§ **Reading text**
U-Right International Holdings Limited (佑威國際控股有限公司), or U-Right (佑威), was a garment distributor and retailer headquartered in Hong Kong. It offered men's and ladies' casual wear under the brand name of U-Right through retail outlets and distribution points. It utilized and licensed the Swedish Texcote technology, which is a material processing technology based on the principles of nano-technology. It also had its own production base in Shunde and Shenzhen of Guangdong to develop its nano-technology products.

==History==
U-Right was founded by Mr. Leung Ngok in Hong Kong in 1983 and Mr. Leung served as the company chairman until 2008.

U-Right had acquired the Texcote Technology from Swedish scientists. This specific textile was water repellent, dirt resistant and carried environmental properties. Its subsidiary U-Right Nano Textile (China) Ltd. produced Texcote-built products for other clothing companies. U-Right launched Texcote-based products in 2002. Nano-coating clothes only increased production cost by 3%, yet the profit margin of nano-coated products was 50% higher. In 2003, the company announced exceptional results thanks to its nano-coated solutions and invested $50 million in a new nano-technology plant in mainland China to accelerate its Texcote-based production. In 2006, the company announced it could nano-coat a million items a month thanks to its increased production capacity.

§ **Given information**

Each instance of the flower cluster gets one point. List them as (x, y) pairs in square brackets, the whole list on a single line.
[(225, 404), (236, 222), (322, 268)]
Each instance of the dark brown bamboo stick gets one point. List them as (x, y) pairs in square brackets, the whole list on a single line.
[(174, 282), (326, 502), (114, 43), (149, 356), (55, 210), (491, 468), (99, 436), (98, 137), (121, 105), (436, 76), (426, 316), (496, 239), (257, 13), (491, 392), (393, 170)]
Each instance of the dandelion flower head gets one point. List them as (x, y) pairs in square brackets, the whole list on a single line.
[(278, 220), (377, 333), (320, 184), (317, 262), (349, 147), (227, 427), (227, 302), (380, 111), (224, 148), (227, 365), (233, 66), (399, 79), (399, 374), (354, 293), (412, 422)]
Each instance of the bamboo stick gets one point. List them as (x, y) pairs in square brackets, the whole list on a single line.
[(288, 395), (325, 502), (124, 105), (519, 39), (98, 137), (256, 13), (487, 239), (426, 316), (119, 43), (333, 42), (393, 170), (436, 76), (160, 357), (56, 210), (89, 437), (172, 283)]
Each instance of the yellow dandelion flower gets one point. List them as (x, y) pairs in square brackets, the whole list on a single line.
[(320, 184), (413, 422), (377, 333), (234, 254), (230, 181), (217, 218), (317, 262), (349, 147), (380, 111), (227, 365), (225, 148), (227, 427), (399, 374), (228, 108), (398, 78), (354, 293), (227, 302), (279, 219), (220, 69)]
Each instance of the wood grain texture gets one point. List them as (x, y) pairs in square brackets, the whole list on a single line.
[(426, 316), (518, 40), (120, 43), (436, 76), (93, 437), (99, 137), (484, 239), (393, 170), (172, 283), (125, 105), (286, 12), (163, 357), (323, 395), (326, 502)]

...

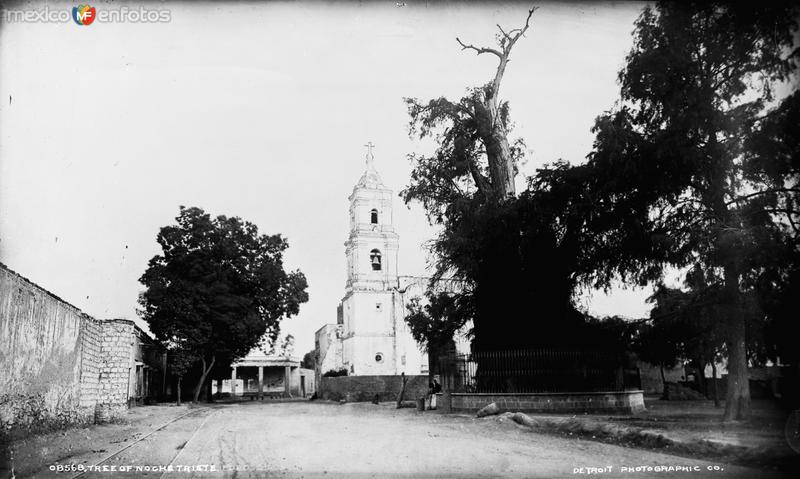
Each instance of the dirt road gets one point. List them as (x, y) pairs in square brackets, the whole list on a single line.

---

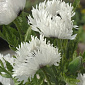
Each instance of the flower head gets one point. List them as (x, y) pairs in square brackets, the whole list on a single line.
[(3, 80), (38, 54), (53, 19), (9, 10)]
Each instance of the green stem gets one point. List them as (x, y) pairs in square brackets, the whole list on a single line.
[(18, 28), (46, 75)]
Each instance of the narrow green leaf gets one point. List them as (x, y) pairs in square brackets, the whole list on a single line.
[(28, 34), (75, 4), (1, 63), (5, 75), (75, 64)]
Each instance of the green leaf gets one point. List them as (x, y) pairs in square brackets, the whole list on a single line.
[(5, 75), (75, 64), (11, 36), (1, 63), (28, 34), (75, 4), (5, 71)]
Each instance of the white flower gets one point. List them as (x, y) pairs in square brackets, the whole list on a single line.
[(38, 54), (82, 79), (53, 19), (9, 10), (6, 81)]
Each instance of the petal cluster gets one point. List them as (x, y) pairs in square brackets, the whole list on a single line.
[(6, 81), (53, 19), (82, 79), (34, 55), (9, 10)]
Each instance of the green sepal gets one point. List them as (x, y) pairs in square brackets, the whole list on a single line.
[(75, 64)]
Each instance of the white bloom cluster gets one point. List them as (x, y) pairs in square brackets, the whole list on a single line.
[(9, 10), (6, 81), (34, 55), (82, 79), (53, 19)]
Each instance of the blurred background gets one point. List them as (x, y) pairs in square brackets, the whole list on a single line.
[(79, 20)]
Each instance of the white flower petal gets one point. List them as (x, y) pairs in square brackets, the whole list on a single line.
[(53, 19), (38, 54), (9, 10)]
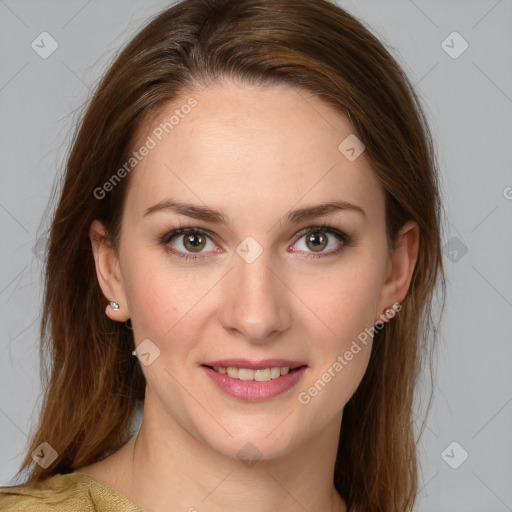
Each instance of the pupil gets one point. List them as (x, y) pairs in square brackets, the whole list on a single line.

§ **Check your understanding**
A. Answer these from the U-Right passage:
(i) In what year was U-Right founded?
(ii) By how much did nano-coating clothes raise production cost?
(iii) Where was U-Right's own production base?
B. Please quote everything in the U-Right passage from "U-Right had acquired" down to "increased production capacity.".
C. Write what comes next in the U-Right passage, picking up after its last sentence.

§ **Written answers**
A.
(i) 1983
(ii) 3%
(iii) Shunde and Shenzhen of Guangdong

B.
U-Right had acquired the Texcote Technology from Swedish scientists. This specific textile was water repellent, dirt resistant and carried environmental properties. Its subsidiary U-Right Nano Textile (China) Ltd. produced Texcote-built products for other clothing companies. U-Right launched Texcote-based products in 2002. Nano-coating clothes only increased production cost by 3%, yet the profit margin of nano-coated products was 50% higher. In 2003, the company announced exceptional results thanks to its nano-coated solutions and invested $50 million in a new nano-technology plant in mainland China to accelerate its Texcote-based production. In 2006, the company announced it could nano-coat a million items a month thanks to its increased production capacity.

C.
From 2005 to 2007, in Hong Kong alone, the company store count went from 18 to 65. In mainland China, in 2007, U-Right owned 40 stores and 360 franchise stores. U-Right launched the stores Sevendays which carry top-tier fashion products (4 stores in 2007), and the high-end fashion brand Pezzx (2 stores in 2007). In 2007, U-Right started to sell brands others than their homemade brands.

In 2008, U-Right was liquidated by Deutsche Bank, its creditor, as HK$1.3 billion debts was disabled to pay back. And provisional liquidator took over U-Right. Retail stores were closed down and 160 employees were laid off. Mr. Leung, U-Right's former chairman, was also declared bankrupt by the Hong Kong High Court. Its shares still suspended trading until further notice.